We trust that the foregoing will be of some assistance to you.
Very truly yours,
TIMOTHY R. MALONE
Assistant Attorney General
*** FOOTNOTES ***
1/We here use the term "levy" to mean the legislative act of adopting the levying ordinance. Carkonen v. Williams, 76 Wn.2d 617, 458 P.2d 280 (1960). We recognize, however, that inDepartment of Revenue v. Hoppe, 82 Wn.2d 549, 512 P.2d 1094 (1973), the meaning of "levy" was expanded to include the extension of the tax upon the tax rolls. Cf.,Gellatly v. Chelan County, 85 Wn.2d 314, 534 P.2d 1027 (1975). Whether the narrow meaning or the expanded meaning be used, however, the result of our analysis will be the same.
2/These percentage figures are approximations and are used for illustrative purposes only. The precise figures may in fact be different for a specific school district.
3/"SC" represents spring collections and "FC" represents fall collections.

···

Problem details |
Write out the part of the letter excerpt that opens with the words containing "2/These percentage figures" and closes with "specific school district.", keeping every word and mark unchanged. The material after this point is unrelated to the letter excerpt.

Data shown |
···

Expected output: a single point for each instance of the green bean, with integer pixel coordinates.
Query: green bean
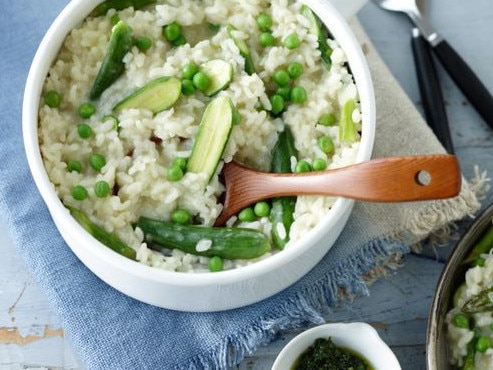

···

Solution to this exercise |
2/These percentage figures are approximations and are used for illustrative purposes only. The precise figures may in fact be different for a specific school district.